Падение нефтяных цен покончило с 70-летней однопартийной диктатурой. Мексика стала не какой-нибудь ограниченной иранской, а абсолютно полноценной либеральной демократией. Трехпартийная система, реальные выборы, регулярная передача власти оппозиции и обратно и на местном, и на общенациональном уровне, свободные СМИ, свобода собраний, безукоризненное соблюдение запрета на переизбрание — вообще все, что только можно пожелать.
К успешному построению демократии нужно добавить не менее успешную победу над сырьевой зависимостью. В середине 80-х на нефть приходилось 70% мексиканского экспорта — примерно как в последние годы у России. Но из-за того, что нефтедобывающая отрасль в Мексике не реформировалась, а так и осталась госмонополией, страна утратила статус серьезного экспортера нефти. Даже в последние годы нынешнего нефтяного бума нефть давала всего около 15% мексиканского экспорта. А более 80% давали промышленные товары — самые разнообразные: автомобили, компьютеры, медицинское оборудование, одежда, продукты питания.
То есть Мексике, которая еще 30 лет назад была довольно типичным авторитарным нефтеэкспортером, удалось не только перейти к полноценной демократии, как в развитых странах, но и добиться структуры экономики, как в развитых странах, с незначительной сырьевой составляющей и преобладанием промышленной продукции в экспорте.

## Выбранные пункты:
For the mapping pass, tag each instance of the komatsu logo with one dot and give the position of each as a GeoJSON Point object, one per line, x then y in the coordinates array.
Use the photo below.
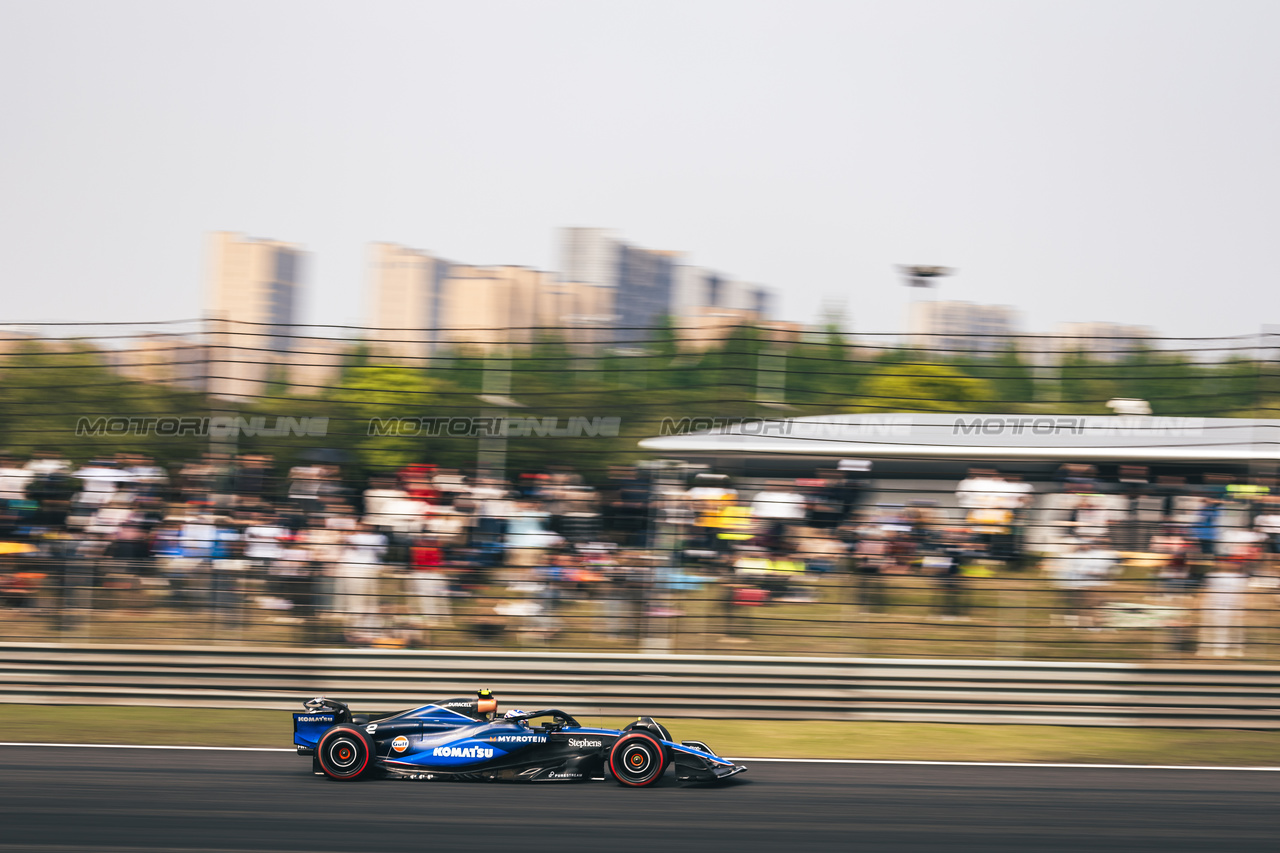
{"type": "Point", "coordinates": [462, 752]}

* * *

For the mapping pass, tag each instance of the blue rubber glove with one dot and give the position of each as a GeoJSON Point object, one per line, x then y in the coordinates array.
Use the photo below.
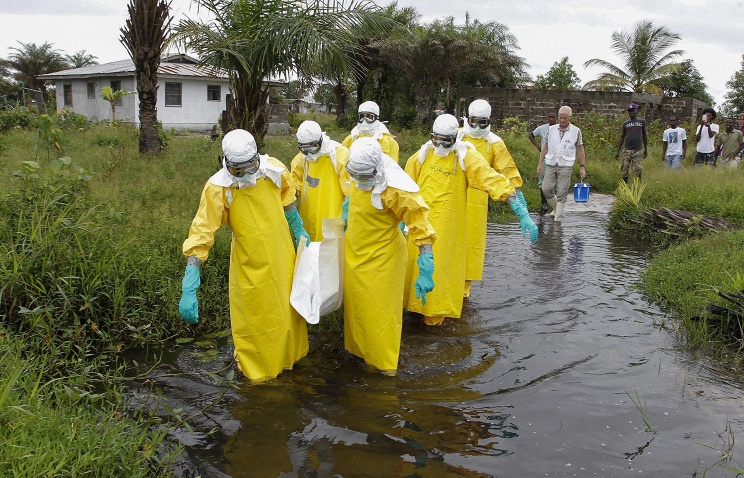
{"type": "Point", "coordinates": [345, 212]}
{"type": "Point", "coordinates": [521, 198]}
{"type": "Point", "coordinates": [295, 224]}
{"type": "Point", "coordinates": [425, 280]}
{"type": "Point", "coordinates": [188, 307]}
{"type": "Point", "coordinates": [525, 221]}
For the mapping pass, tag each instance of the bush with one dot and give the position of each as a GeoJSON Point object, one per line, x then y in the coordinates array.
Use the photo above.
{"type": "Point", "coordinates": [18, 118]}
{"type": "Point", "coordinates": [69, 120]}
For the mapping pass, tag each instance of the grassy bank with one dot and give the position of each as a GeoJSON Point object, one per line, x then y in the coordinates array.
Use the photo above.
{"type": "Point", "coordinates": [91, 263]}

==

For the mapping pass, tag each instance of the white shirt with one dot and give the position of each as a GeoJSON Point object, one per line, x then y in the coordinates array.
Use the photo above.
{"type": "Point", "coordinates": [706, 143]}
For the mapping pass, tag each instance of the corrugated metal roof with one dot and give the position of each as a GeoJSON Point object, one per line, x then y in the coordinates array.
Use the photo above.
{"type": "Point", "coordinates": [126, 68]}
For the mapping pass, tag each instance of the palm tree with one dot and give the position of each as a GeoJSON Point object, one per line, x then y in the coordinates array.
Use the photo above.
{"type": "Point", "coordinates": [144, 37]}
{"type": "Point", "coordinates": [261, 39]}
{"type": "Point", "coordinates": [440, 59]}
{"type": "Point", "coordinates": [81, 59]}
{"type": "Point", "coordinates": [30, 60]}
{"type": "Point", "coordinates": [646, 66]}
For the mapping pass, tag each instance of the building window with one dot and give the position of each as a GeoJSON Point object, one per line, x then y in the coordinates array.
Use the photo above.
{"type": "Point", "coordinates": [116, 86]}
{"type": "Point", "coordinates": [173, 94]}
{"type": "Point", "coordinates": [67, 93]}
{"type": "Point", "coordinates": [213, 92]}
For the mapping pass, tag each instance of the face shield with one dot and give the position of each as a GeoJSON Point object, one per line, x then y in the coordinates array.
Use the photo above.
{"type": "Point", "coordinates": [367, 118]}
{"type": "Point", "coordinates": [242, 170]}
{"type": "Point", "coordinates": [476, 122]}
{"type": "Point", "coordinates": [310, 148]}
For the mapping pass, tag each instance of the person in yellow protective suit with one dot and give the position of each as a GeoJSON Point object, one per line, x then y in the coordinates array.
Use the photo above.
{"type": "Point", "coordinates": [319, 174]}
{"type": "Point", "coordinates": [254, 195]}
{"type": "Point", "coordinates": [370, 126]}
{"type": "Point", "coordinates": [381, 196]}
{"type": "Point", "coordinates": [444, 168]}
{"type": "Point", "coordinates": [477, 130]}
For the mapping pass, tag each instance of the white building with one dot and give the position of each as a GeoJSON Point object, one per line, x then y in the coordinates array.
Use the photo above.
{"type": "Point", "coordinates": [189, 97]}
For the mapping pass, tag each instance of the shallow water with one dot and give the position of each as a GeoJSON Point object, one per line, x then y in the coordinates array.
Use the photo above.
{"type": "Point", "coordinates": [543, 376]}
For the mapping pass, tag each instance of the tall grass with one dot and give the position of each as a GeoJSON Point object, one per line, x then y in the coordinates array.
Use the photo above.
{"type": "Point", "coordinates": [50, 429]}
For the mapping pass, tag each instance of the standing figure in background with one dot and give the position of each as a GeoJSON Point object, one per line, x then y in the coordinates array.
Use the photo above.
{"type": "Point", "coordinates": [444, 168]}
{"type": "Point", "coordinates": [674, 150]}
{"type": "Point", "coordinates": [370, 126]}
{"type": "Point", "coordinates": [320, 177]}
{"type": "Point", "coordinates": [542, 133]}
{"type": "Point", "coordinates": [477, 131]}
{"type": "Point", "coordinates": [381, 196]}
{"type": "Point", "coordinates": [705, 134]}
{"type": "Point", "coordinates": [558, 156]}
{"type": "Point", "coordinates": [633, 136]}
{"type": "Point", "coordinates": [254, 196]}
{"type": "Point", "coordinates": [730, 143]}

## Что нужно сделать:
A. Перепишите отрывок текста о Мексике от слов «К успешному построению» до слов «одежда, продукты питания.» включительно, заменив «госмонополией» на «государственной монополией».
B. Допишите продолжение текста о переменах в Мексике, начав после его последнего предложения.

## Ответы по заданиям:
A.
К успешному построению демократии нужно добавить не менее успешную победу над сырьевой зависимостью. В середине 80-х на нефть приходилось 70% мексиканского экспорта — примерно как в последние годы у России. Но из-за того, что нефтедобывающая отрасль в Мексике не реформировалась, а так и осталась государственной монополией, страна утратила статус серьезного экспортера нефти. Даже в последние годы нынешнего нефтяного бума нефть давала всего около 15% мексиканского экспорта. А более 80% давали промышленные товары — самые разнообразные: автомобили, компьютеры, медицинское оборудование, одежда, продукты питания.

B.
Одна беда — Мексика не стала от этого развитой страной. В 70-х она была ближе к развитым странам, чем сейчас. Потому что сейчас это чудовищно некомфортная для жизни страна с запредельной даже для Латинской Америки преступностью, с всепроникающей коррупцией, гигантскими проблемами в медицине и образовании, бюрократией, сросшейся с оргпреступностью, и пропастью имущественного неравенства. И ни демократия, ни победа над сырьевой зависимостью эти беды никак не лечат.
Конечно, Мексика последние тридцать лет развивалась, а не деградировала. И мексиканцы в целом сейчас живут лучше, чем в 70-х. Но отставание Мексики от развитых стран за эти годы увеличилось. Концепция догоняющего развития в Мексике не сработала, как не сработала она и в десятках других стран.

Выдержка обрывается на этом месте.